[Start of section]
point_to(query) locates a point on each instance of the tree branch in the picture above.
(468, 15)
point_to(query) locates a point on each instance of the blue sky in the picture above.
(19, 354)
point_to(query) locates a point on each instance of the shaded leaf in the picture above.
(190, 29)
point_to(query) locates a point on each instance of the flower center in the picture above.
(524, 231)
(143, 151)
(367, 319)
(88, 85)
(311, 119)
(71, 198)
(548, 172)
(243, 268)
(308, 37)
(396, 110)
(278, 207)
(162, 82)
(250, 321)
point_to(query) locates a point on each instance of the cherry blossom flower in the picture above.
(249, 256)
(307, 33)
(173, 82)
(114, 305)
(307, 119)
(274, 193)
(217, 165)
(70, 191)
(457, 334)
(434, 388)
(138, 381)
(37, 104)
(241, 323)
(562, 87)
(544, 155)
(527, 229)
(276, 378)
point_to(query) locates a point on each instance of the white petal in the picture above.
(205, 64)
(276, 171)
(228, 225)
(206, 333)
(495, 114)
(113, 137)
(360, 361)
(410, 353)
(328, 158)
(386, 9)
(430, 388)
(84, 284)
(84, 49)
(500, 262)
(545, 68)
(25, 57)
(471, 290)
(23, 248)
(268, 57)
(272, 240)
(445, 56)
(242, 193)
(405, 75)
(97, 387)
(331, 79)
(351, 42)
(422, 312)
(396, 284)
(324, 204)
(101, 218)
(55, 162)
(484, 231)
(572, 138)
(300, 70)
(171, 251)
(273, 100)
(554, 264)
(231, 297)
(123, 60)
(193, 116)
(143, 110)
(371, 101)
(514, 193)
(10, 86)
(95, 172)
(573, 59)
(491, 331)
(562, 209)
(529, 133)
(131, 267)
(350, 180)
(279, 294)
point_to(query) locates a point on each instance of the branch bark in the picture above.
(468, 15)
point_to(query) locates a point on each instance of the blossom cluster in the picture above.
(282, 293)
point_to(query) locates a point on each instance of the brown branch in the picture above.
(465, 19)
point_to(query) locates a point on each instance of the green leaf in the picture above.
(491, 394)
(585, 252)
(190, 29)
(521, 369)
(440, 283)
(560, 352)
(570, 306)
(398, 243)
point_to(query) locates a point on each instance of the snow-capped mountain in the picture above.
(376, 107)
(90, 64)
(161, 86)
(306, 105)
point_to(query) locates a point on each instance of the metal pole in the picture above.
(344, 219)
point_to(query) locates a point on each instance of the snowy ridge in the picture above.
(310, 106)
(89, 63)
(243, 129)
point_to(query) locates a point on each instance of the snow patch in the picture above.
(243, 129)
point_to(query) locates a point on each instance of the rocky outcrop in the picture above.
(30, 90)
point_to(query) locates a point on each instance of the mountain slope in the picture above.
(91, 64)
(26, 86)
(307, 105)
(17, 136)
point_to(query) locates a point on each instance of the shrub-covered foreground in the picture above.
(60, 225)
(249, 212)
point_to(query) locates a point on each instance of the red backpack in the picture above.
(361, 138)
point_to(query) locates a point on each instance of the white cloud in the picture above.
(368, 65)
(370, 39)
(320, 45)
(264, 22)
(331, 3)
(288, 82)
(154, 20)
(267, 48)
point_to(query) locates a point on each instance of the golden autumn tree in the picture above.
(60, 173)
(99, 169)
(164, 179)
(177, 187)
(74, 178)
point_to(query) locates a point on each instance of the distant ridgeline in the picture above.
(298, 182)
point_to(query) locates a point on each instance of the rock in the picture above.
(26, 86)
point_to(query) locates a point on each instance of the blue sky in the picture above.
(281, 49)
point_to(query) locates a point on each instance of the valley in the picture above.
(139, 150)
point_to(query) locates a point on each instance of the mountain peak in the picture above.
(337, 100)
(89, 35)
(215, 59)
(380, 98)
[End of section]
Above are the records; copy exactly the lines from the one with "peak in the picture above." through the final line.

point_to(query) locates a point on each instance of the mountain peak in the picture above.
(337, 100)
(89, 35)
(215, 59)
(380, 98)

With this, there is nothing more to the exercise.